- TASK TO COMPLETE -
Print out every record exactly as it appears.

- DATA SHOWN -
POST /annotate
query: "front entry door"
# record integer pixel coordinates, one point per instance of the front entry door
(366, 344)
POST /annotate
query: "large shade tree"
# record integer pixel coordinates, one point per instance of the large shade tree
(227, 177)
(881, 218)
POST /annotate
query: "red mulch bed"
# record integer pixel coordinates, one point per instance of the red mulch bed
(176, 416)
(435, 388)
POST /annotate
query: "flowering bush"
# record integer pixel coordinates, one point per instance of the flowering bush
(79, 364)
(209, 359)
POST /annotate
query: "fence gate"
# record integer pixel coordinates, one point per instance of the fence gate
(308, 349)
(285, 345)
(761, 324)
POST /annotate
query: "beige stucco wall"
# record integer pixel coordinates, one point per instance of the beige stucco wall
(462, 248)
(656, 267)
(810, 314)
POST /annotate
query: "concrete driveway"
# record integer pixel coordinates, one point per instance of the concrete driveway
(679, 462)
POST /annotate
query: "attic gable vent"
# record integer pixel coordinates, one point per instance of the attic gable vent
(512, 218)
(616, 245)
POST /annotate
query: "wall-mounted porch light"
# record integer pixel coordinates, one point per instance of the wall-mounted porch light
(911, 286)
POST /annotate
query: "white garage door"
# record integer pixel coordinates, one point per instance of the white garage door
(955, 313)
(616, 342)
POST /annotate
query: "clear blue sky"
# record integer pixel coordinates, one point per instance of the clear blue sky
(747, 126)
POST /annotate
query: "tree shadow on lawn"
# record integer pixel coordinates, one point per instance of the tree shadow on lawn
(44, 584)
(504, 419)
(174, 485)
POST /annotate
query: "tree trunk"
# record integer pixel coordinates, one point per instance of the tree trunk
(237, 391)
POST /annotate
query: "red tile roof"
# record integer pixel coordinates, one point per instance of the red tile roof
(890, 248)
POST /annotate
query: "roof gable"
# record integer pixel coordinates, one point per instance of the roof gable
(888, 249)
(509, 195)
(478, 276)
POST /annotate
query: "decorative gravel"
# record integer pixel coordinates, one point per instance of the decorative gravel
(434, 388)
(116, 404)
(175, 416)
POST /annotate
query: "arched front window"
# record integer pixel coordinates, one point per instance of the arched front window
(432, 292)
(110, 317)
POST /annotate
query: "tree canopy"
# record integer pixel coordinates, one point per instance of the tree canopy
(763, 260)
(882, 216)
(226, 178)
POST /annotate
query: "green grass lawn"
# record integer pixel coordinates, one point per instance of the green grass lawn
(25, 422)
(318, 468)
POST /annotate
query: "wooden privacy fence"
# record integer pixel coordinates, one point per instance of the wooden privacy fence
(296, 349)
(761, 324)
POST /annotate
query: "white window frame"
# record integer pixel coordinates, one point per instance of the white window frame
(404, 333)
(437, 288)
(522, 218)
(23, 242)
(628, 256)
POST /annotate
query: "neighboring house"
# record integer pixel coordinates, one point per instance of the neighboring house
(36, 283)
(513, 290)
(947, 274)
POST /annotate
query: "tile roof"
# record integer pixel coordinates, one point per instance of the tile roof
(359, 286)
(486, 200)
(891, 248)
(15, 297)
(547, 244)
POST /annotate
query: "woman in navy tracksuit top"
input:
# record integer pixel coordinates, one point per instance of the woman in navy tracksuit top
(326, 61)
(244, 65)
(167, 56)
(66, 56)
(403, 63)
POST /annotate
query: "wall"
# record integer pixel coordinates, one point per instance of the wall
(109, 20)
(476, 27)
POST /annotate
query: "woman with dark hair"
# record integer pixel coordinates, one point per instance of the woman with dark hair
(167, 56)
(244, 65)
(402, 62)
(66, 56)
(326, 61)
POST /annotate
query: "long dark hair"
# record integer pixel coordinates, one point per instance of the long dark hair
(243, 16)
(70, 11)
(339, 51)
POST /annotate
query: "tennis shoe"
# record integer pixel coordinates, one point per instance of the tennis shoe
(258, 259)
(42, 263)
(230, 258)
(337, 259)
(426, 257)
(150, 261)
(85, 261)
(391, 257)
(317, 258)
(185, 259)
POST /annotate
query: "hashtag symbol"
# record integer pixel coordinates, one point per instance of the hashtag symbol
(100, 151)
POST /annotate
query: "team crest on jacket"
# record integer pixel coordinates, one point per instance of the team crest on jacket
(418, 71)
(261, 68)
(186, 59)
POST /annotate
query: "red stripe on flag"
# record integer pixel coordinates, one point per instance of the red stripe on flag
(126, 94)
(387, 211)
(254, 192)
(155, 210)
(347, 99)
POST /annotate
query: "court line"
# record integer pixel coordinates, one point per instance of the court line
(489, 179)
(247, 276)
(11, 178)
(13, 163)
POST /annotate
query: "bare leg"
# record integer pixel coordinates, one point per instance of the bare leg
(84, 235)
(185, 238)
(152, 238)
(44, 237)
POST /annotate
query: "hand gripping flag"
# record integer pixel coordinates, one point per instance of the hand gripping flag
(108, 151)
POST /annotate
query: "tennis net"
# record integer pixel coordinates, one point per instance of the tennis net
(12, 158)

- RESULT FOR THIS TASK -
POST /annotate
query: "front entry door"
# record integer pixel coordinates, one point per instance of the front entry door
(366, 344)
POST /annotate
query: "large shade tree"
# record integer pixel coordinates, one point per instance of the large shade tree
(227, 177)
(881, 218)
POST /annotate
query: "red mulch bed"
# record integer pixel coordinates, one point per instance of the red mulch bed
(176, 416)
(435, 388)
POST /annotate
query: "flowering bush"
# record integer pixel coordinates, one point per instance of the flowering bush
(79, 364)
(209, 359)
POST /annotate
query: "fence gate"
# record integer pixel coordinates, one point per instance of the fence gate
(308, 349)
(285, 345)
(761, 324)
POST /annotate
query: "beige stucco wall"
# record integer pixel coordinates, one point per instance of the beige stucco wall
(462, 248)
(656, 267)
(810, 314)
POST /annotate
query: "concrete driveway"
# record integer pixel coordinates, one point per instance of the concrete driveway
(679, 462)
POST /annotate
query: "attic gable vent"
# record integer pixel coordinates, one point per instance of the attic gable vent
(512, 218)
(616, 245)
POST /annotate
query: "wall-mounted porch light"
# record integer pixel coordinates, one point per instance of the wall-mounted porch light
(911, 286)
POST /annotate
query: "white garage door"
# record integer pixel coordinates, one point per instance of the white garage door
(955, 313)
(616, 342)
POST /annotate
query: "clear blue sky"
# record integer pixel coordinates, one point per instance of the clear blue sky
(747, 126)
POST /annotate
query: "tree shadow on lawn"
# record integer pixel coordinates, one point per instance of the tree shadow on lawn
(44, 584)
(504, 419)
(174, 485)
POST /annotate
query: "tree trunk"
# record integer pixel coordinates, one point per instance of the tree trunk
(237, 391)
POST /annotate
query: "red tile roof"
# record integer pixel coordinates, one point per instance of the red tile roof
(890, 248)
POST /annotate
query: "roof gable"
# record integer pixel coordinates, one point per instance of the roof gable
(888, 249)
(509, 195)
(478, 276)
POST /annotate
query: "decorative gravel"
# record integer pixel coordinates, one point per instance of the decorative gravel
(434, 388)
(116, 404)
(175, 416)
POST /annotate
query: "arched front window"
# record integer pixel coordinates, one point per instance of the arched front window
(432, 292)
(110, 317)
POST /annotate
query: "tree canopy"
# record integer pixel coordinates, one point per instance of the tree canopy
(763, 260)
(882, 216)
(226, 178)
POST /annotate
query: "green grass lawn"
# record integer pixel coordinates, one point per instance of the green grass lawn
(25, 422)
(318, 468)
POST /annotate
query: "wooden privacy fence"
# record integer pixel coordinates, one point per instance of the wooden privacy fence
(296, 349)
(761, 324)
POST /annotate
query: "white window frame"
# record integer pixel coordinates, one point per instance of the white window frame
(404, 333)
(437, 288)
(522, 218)
(23, 242)
(628, 256)
POST /annotate
query: "neighboring house"
# record integer pixel coordinates, one point per instance of the neighboring house
(36, 283)
(513, 290)
(947, 274)
POST /annotate
query: "tile roof"
# record integer pixel coordinates, one point per instance of the tile roof
(359, 286)
(486, 200)
(891, 248)
(15, 297)
(547, 244)
POST /annotate
query: "woman in navy tracksuit top"
input:
# record integer pixel coordinates, one point per instance of the woman in navy tracksuit top
(326, 61)
(244, 65)
(167, 56)
(66, 56)
(403, 63)
POST /annotate
query: "wall"
# record integer pixel coordinates, one point per instance of the wall
(109, 20)
(476, 27)
POST /annotate
query: "woman with dark hair"
# record integer pixel coordinates, one point per instance of the woman with dark hair
(167, 56)
(244, 65)
(402, 62)
(66, 56)
(326, 61)
POST /annotate
query: "long dark hair"
# record integer pixel coordinates, one point per instance of the long dark hair
(243, 16)
(70, 11)
(339, 51)
POST /annotate
query: "tennis shoe"
# record integer pixel coordinates, one point per instance of the tennis shoe
(258, 259)
(42, 263)
(230, 258)
(337, 259)
(426, 257)
(150, 261)
(85, 261)
(391, 257)
(317, 258)
(185, 259)
POST /annotate
query: "hashtag symbol"
# record integer pixel coordinates, one point per instance of the hashtag symbol
(100, 151)
POST /annotate
query: "team crest on jacket"
# record integer pixel coordinates, one point per instance of the team crest on jacket
(418, 71)
(261, 68)
(186, 59)
POST /annotate
query: "red stripe on flag"
# record integer pixel coordinates, one point per instance of the red stripe on flag
(126, 94)
(387, 211)
(254, 192)
(155, 210)
(347, 99)
POST /annotate
query: "court line"
# record integer pixel coordinates, one point per instance of the court line
(489, 179)
(247, 276)
(11, 178)
(13, 163)
POST /annotate
query: "bare leg"
# record integer pixel coordinates, one point per instance of the bare leg
(84, 235)
(185, 238)
(152, 238)
(44, 237)
POST /annotate
query: "hand gripping flag"
# record integer pixel coordinates, one point per instance of the hand gripping flag
(108, 151)
POST /annotate
query: "tennis net"
# record integer pixel coordinates, one point per instance of the tennis net
(12, 158)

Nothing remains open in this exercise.